(INPUT RECORDS begins)

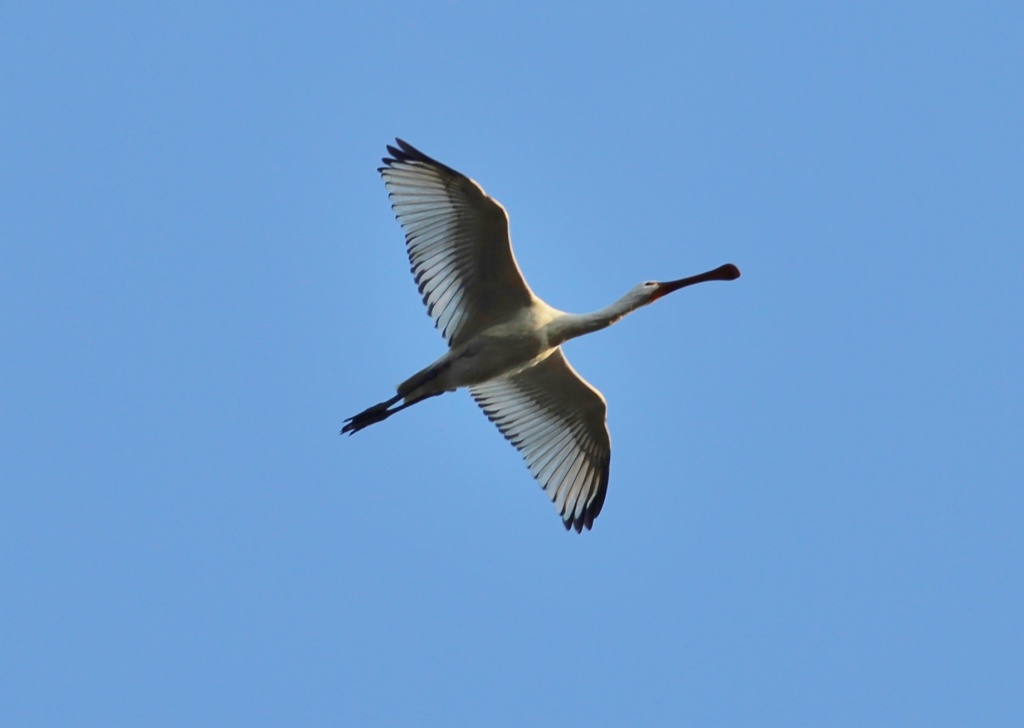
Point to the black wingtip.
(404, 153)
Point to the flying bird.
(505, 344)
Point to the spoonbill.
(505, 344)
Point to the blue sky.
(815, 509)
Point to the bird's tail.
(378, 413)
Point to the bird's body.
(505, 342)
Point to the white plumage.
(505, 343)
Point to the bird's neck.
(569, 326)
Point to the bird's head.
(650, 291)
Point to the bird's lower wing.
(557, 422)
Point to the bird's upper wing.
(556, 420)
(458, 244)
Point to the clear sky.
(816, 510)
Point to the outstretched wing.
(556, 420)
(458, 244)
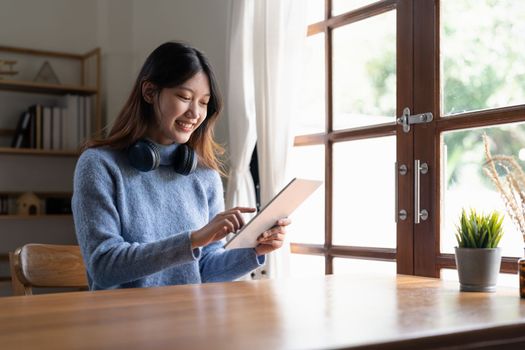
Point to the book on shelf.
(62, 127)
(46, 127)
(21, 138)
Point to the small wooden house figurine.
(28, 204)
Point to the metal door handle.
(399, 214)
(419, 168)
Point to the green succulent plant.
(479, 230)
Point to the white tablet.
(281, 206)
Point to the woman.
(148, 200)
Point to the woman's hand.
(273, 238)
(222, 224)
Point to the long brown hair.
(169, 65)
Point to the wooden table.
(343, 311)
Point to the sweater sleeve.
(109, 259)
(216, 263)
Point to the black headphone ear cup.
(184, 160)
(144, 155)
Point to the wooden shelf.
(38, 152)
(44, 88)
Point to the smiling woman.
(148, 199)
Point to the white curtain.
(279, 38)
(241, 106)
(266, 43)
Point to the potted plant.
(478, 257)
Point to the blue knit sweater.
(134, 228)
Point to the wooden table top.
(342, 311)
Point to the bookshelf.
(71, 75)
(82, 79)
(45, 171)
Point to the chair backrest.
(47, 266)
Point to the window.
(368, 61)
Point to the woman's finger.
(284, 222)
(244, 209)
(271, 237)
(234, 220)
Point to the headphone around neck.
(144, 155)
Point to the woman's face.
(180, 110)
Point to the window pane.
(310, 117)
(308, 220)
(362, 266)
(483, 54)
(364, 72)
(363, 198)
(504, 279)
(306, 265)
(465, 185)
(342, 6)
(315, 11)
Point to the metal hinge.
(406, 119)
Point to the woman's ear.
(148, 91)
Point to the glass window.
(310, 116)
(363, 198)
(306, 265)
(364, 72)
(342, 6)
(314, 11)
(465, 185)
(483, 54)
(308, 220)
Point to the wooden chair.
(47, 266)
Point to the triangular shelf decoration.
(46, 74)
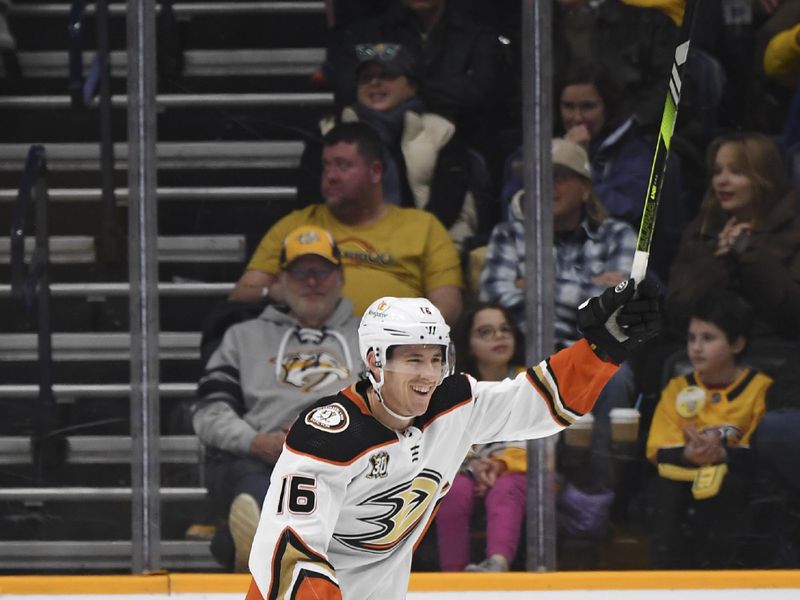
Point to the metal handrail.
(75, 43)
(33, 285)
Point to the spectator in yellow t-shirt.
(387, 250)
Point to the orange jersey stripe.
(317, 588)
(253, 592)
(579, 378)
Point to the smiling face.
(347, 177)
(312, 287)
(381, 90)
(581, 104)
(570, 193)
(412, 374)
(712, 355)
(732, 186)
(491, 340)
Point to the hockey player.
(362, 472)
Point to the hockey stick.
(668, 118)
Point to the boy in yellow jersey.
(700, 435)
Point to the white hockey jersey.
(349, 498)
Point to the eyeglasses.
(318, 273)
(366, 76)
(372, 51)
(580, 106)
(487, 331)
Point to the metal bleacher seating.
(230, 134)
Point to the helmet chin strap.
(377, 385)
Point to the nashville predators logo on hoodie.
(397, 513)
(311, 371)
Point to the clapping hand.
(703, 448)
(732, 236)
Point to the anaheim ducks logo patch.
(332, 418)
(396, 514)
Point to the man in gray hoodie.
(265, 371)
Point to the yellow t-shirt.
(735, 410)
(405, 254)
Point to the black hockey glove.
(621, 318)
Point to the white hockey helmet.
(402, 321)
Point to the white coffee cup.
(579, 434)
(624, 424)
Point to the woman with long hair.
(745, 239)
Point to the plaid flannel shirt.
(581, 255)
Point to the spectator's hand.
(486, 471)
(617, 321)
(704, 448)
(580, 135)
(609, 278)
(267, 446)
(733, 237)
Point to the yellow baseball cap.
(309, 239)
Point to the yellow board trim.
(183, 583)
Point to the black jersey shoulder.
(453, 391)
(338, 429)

(INPUT RECORDS ends)
(INPUT RECORDS begins)

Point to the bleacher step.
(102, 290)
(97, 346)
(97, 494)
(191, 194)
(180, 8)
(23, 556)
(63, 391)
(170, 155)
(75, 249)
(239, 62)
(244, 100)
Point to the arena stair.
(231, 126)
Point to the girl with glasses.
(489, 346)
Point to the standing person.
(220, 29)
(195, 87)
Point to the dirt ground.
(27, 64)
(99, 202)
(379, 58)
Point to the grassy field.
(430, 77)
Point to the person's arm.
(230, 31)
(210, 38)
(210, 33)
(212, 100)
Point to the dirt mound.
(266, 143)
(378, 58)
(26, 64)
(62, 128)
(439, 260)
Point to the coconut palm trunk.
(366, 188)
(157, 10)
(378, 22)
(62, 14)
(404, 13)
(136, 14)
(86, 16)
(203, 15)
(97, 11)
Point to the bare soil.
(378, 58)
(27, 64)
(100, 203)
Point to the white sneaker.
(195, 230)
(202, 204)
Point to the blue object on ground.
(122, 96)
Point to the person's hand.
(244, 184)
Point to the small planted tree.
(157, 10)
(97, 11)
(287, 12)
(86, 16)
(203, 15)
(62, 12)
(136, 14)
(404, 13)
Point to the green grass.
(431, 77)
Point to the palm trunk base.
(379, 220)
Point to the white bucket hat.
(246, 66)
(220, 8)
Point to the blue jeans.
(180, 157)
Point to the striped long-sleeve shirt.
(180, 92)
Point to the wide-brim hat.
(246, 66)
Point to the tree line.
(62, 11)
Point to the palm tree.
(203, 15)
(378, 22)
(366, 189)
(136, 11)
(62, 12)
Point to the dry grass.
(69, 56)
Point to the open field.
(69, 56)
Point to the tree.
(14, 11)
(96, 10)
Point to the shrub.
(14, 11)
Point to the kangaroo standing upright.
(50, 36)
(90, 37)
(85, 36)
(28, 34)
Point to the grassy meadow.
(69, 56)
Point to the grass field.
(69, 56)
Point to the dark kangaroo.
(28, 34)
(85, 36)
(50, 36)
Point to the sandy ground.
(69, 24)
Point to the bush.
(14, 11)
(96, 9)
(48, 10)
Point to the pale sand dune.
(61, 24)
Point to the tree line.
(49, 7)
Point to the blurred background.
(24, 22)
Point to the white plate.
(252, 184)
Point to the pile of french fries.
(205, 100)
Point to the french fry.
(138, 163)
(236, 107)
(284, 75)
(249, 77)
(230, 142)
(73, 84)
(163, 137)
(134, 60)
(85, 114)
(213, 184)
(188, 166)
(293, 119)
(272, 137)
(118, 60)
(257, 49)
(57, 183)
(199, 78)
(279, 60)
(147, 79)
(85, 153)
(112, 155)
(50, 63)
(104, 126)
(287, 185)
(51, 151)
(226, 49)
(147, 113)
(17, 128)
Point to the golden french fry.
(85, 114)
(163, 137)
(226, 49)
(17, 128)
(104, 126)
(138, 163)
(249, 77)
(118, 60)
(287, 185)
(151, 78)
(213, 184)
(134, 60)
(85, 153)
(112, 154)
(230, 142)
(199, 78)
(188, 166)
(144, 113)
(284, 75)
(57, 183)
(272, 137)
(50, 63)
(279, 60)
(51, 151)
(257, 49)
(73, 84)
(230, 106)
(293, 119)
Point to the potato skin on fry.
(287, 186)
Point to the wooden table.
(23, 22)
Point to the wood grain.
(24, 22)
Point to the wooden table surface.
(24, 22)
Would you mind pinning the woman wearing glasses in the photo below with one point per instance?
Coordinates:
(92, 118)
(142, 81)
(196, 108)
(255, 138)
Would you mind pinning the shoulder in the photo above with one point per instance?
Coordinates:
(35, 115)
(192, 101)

(INPUT RECORDS ends)

WHAT TO PRODUCE. What lines of the material above include "photo"? Copy each one.

ANSWER BOX.
Would you mind pinning the woman wearing glasses in the photo below with one point per instance?
Would you mind pinning the shoulder in the photo above with one point per instance?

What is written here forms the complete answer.